— SELECTED PASSAGE —
========

Signaling between osteoclasts (the cells that resorb bone and teeth) and osteoblasts (the cells that form bone) regulates normal and pathological bone and root resorption. Exosomes are small (30-120 nm in diameter) extracellular vesicles involved in cell-cell signaling that are being explored as potential disease markers. They are released from cells and interact with target cells, either at the cell surface or after being internalized, to affect the target cell's activity. Proteomic analysis of changes in the protein content of gingival crevicular fluid (GCF) associated with root resorption in humans by mass spectroscopy identified many proteins that have been found in exosomes. Osteoclasts, the cells directly responsible for root resorption, were then shown to release exosomes when cultured in vitro. The composition of the exosomes from osteoclasts changed when osteoclasts were actively resorbing bone, and osteoclast-derived exosomes stimulated osteoclast formation when added to calcitriol-stimulated mouse marrow cultures, which contain both osteoclasts and osteoblasts. These data inspired the central hypothesis of this proposal: Exosomes released by osteoclasts are involved in the regulation of bone remodeling and serve as markers for normal and pathological bone and tooth resorption. The goals of this low risk/high reward proposal are to test this hypothesis in cell culture by developing techniques to isolate subsets of exosomes released by osteoclasts, to study the composition of the isolated exosomes, and to test their biological activities. This can help build a framework for studying exosomes'role in regulating bone remodeling and for finding ways to use exosomes as biological markers for root and bone resorption.
The first aim of this project is to isolate and characterize exosomes released from osteoclasts in vitro. Affinity chromatography using antibodies (previously used in exosome isolation) and lectins (novel), together with standard exosome isolation techniques will isolate subsets of osteoclast-derived exosomes with different compositions. The isolated exosomes will be characterized by electron microscopy and one and two- dimensional mass spectroscopy. Preliminary data suggest that exosomes from resorbing osteoclasts may have unique composition and activities.

========

Extracted records:

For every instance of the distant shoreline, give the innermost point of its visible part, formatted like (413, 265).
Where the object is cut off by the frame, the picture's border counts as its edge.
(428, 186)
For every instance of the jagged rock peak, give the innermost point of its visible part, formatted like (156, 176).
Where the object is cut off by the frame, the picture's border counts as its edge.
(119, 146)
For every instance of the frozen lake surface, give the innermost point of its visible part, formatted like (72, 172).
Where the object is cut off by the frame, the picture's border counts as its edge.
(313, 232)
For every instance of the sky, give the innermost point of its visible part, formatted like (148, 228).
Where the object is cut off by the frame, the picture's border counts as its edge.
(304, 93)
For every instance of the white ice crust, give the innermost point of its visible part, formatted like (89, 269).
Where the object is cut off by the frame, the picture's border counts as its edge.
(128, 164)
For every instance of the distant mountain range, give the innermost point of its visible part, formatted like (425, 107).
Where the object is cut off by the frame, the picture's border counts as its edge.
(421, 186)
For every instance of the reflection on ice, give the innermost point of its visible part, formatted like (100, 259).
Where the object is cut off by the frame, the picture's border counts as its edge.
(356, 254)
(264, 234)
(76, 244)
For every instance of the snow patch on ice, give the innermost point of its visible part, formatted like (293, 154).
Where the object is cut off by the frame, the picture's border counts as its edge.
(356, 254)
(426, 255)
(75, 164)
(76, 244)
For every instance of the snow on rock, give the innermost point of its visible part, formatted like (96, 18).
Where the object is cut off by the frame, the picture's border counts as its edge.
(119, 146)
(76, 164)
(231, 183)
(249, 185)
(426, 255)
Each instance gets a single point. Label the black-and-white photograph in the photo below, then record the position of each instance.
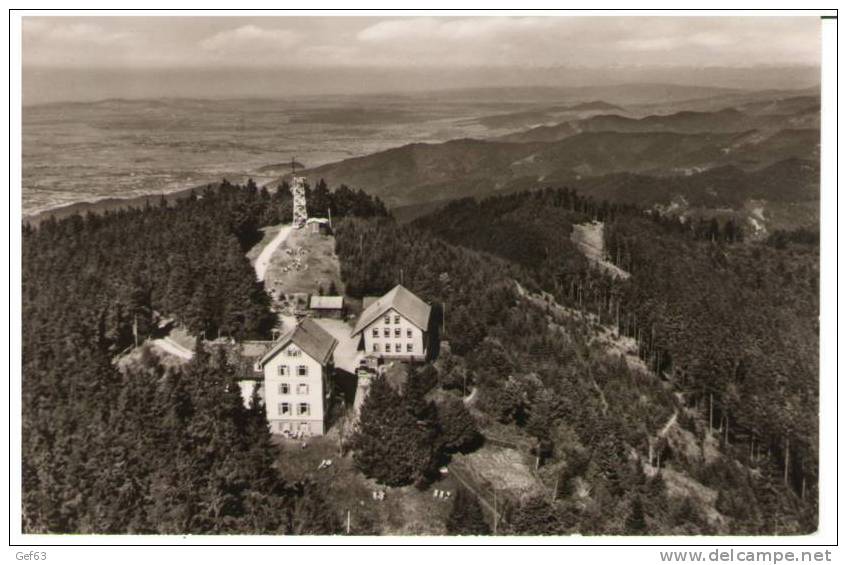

========

— EXERCISE INSTRUCTIONS —
Continue the research summary on osteoclast-derived exosomes from the point where it stops.

— TASK RESULT —
The second aim i s to test the regulatory activity of the osteoclast- derived exosomes on primary calvarial osteoblasts. Exosomes from osteoclasts will be added to separate cultures of and mouse calvarial osteoblasts. The effects of exosomes on osteoblasts will be examined in well- characterized assays of cell differentiation, survival, activation, and activity. The team of researchers has extensive experience in all of the proposed methods. Successful completion of this project will provide a basis for novel studies of the role of exosomes in regulating bone remodeling. Because no reports in literature have studied exosomes in this context, our proposed work should provide new fundamental data that will lead to 1) innovative therapeutic modalities to treat dental diseases and 2) future translational effort using exosomes in GCF as biomarkers for the early detection of root resorption and pathological alveolar bone resorption.
New approaches to diagnose and treat dental diseases that involve destruction of jaw bones and the roots of teeth are urgently needed. This application proposes initial studies of a newly identified mechanism that may regulate and serve as a marker for bone and root destruction. This low risk, high reward approach may lead to fundamentally different ways to diagnose and treat dental diseases which could transform clinical practice.